Information shown Block Start
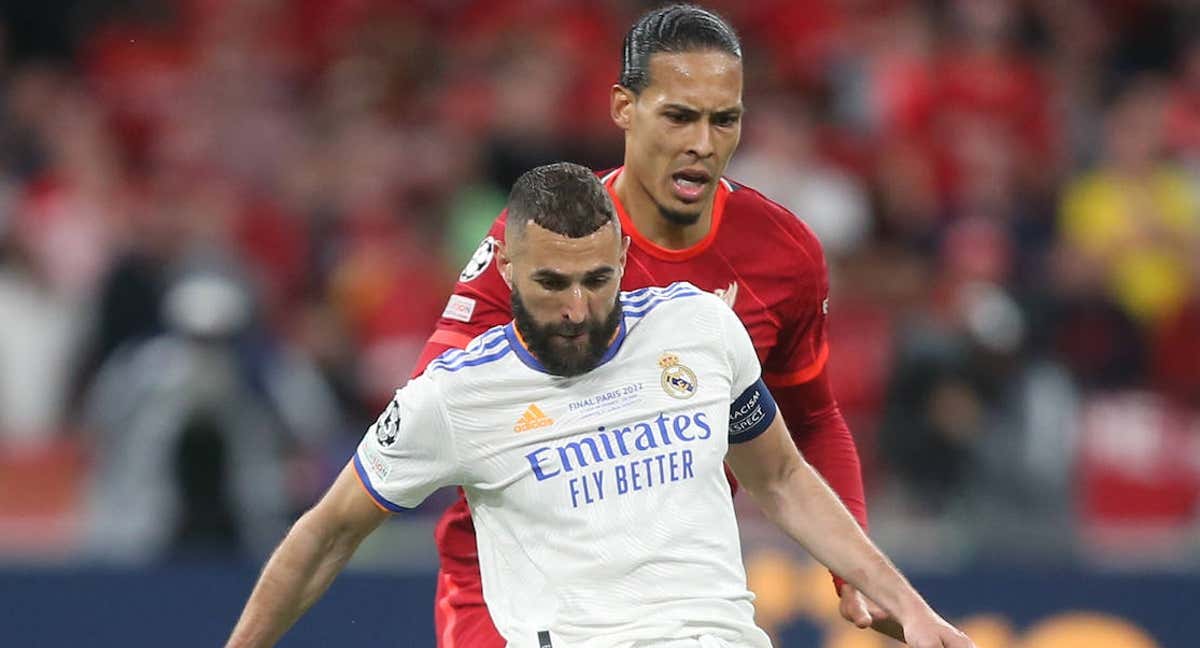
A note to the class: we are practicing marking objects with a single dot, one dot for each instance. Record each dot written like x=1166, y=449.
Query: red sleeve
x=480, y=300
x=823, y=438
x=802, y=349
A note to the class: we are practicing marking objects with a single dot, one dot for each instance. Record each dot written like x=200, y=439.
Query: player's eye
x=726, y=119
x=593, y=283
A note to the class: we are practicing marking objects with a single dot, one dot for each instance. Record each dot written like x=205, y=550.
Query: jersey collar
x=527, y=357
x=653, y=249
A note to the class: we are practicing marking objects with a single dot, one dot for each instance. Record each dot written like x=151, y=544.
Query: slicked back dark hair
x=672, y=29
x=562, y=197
Information shown Block End
Information shown Block Start
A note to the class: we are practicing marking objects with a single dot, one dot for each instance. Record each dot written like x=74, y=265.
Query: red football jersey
Information shown Block End
*Exercise*:
Only the number is wanted: how many lines in the preceding entries hold the string "class"?

*Finished exercise*:
5